• What you are asked to do: Continue the passage on the Mesoamerican ballgame and related artifacts from its final sentence.

• Document extract:
The Mesoamerican ballgame was a sport with ritual associations played since at least 1650 BC by the pre-Columbian people of Ancient Mesoamerica.

  • Some ballcourts had upper goals, scoring on which would end the match instantly.
  • The stone ballcourt goals are a late addition to the game.
  • See more at Mesoamerican ballgame - Wikipedia.

Character with animal helmet.
Anthropomorphic hollow figurine, in which a character is represented wearing a helmet in the shape of a feathered coyote. From Tula, Hidalgo.

  • The piece is made on a ceramic mold of the plumbate type, covered with shell mosaics that represent feathers and eyes.
  • The individual's face has fringed hair, a beard and mustache, made of brown pearly shell, and both his upper teeth and those of the coyote are made of bone.
  • It bears a fragmented conical horn at the tip of its snout.

Mesoamerican ballgame.
The Mesoamerican ballgame was a sport with ritual associations played since at least 1650 BC by the pre-Columbian people of Ancient Mesoamerica.

  • The rules of the Mesoamerican ballgame are not known, but judging from its descendant, ulama, they were probably similar to racquetball, where the aim is to keep the ball in play.
  • The Mesoamerican ballgame had important ritual aspects, and major formal ballgames were held as ritual events. Late in the history of the game, some cultures occasionally seem to have combined competitions with religious human sacrifice.
  • See more at Mesoamerican ballgame - Wikipedia.

Mesoamerican rubber ball.
The ball was made of solid rubber and weighed as much as 4 kg (9 lbs), and sizes differed greatly over time or according to the version played.

  • Ancient Mesoamericans were the first people to invent rubber balls, sometime before 1600 BCE, and used them in a variety of roles.
  • The Mesoamerican ballgame, for example, employed various sizes of solid rubber balls and balls were burned as offerings in temples, buried in votive deposits, and laid in sacred bogs and cenotes.
  • See more at Mesoamerican rubber balls - Wikipedia.

Jaguar Cuauhxicalli.
Ocelotl (jaguar) cuauhxicalli, in which a crouching feline is represented, with its jaws ajar. He has a container on his back, at the bottom of which are two characters: huitzilopochtli and tezcatlipoca making a self-sacrifice, piercing their ears with awls. In turn, the walls present a band of chalchihuites, a stream of water and feathers.

  • A cuauhxicalli (meaning "eagle gourd bowl") was an altar-like stone vessel used by the Aztec to hold human hearts extracted in sacrificial ceremonies.
  • In Aztec mythology, Huitzilopochtli is the deity of war, sun, human sacrifice, and the patron of the city of Tenochtitlan.

Extracted data entries

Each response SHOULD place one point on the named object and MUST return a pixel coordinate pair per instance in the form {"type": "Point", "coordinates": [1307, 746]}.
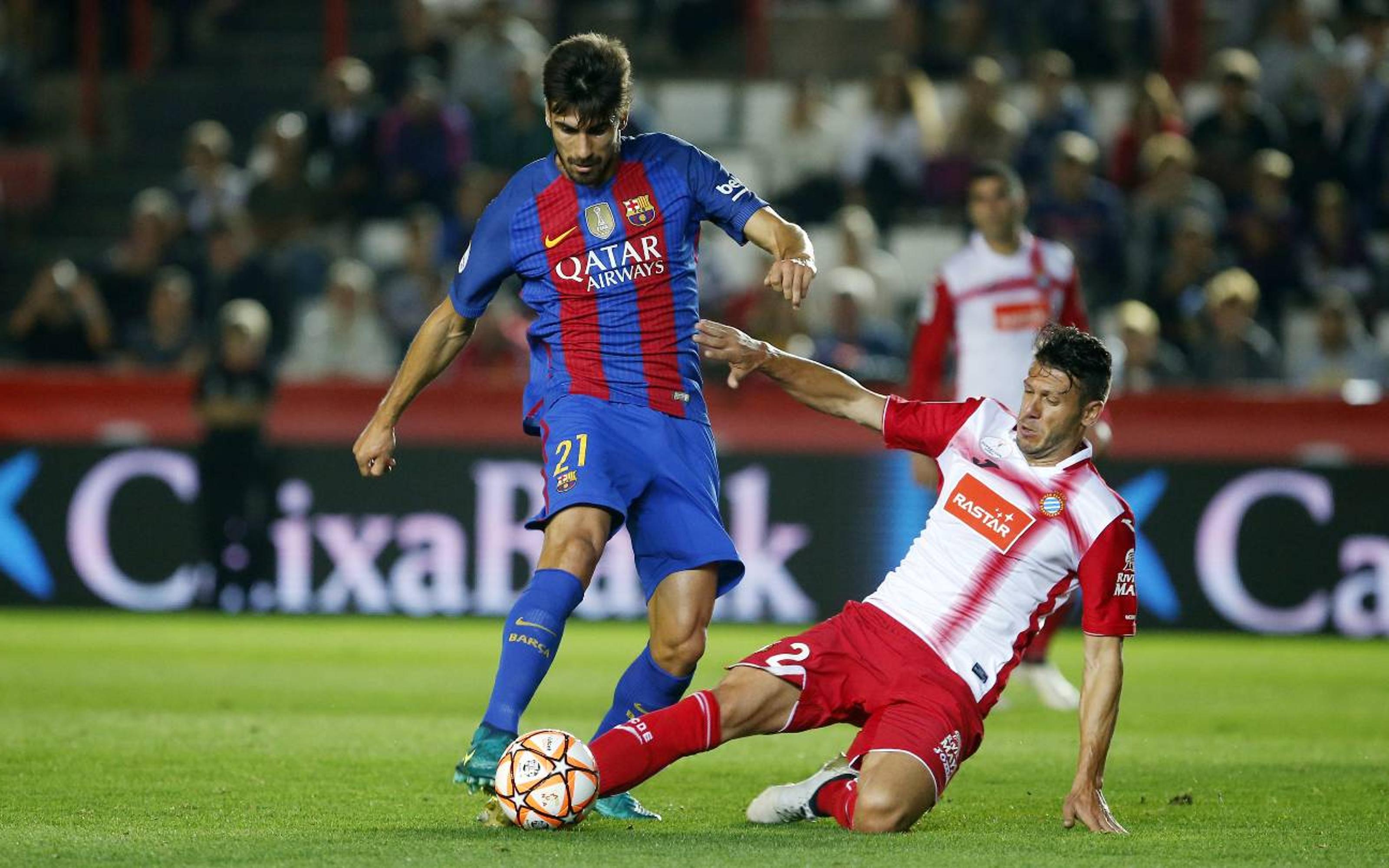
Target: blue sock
{"type": "Point", "coordinates": [530, 642]}
{"type": "Point", "coordinates": [645, 687]}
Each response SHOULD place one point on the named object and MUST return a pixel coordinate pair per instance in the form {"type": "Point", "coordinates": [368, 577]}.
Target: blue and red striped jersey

• Expected output:
  • Tezcatlipoca was a central deity in Aztec religion, and his main festival was the Toxcatl ceremony celebrated in the month of May. The God of providence, he is associated with a wide range of concepts, including the night sky, the night winds, hurricanes, the north, the earth, obsidian, hostility, discord, rulership, divination, temptation, jaguars, sorcery, beauty, war, and conflict. His name in the Nahuatl language is often translated as "Smoking Mirror" and alludes to his connection to obsidian, the material from which mirrors were made in Mesoamerica and which were used for shamanic rituals and prophecy.


Temple of the Holy War (front).
The Teocalli (Temple) of the Sacred War is a Mexica monolith, named after Alfonso Caso, and which he believes may be a scale representation of a temple or the icpalli (royal chair) of Moctezuma Xocoyotzin himself.

  • It was found in the vicinity of the National Palace, from where it was removed in 1926.

Temple of the Holy War (back).
The carved reliefs celebrate the triumph of the Sun and the military power of the Mexicas after the founding of their city, symbolically represented in the scene on the rear façade in which a golden eagle perches on a cactus. The patron god of the Mexica, Huitzilopochtli, and the tlatoani Motecuhzoma II, escort the image of the Fifth Sun and all the characters and symbols represented emit the war cry expressed by the elements of water and fire that come out of their mouths.

  • Its symbolisms are an exaltation of the ideology of Mexica power, and the religious principle of the sacred war, including the representation of the eagle on a cactus, devouring human hearts.
  • It is commonly believed that it is a snake that devours, like the National Shield of Mexico.
  • The first study of the monolith was carried out by Alfonso Caso, who concluded that its symbolisms allude to the exaltation of war and its official cosmogony, which affirmed a vital need for human sacrifices and of blood to the gods.

Stone of Tizoc.
Temalácatl (Stone) de Tizoc, is a sculptural representation carved in igneous rock (basalt porphyry) in a cylindrical shape, in whose upper part it has a solar disk with a hole in the center, on the edge it has carved its victories.

  • The images of the Sun were carved and the conquests of 15 towns that were carried out during the government of Tizoc.
  • See more at Stone of Tizoc - Wikipedia.

Stone of Tizoc (close-up).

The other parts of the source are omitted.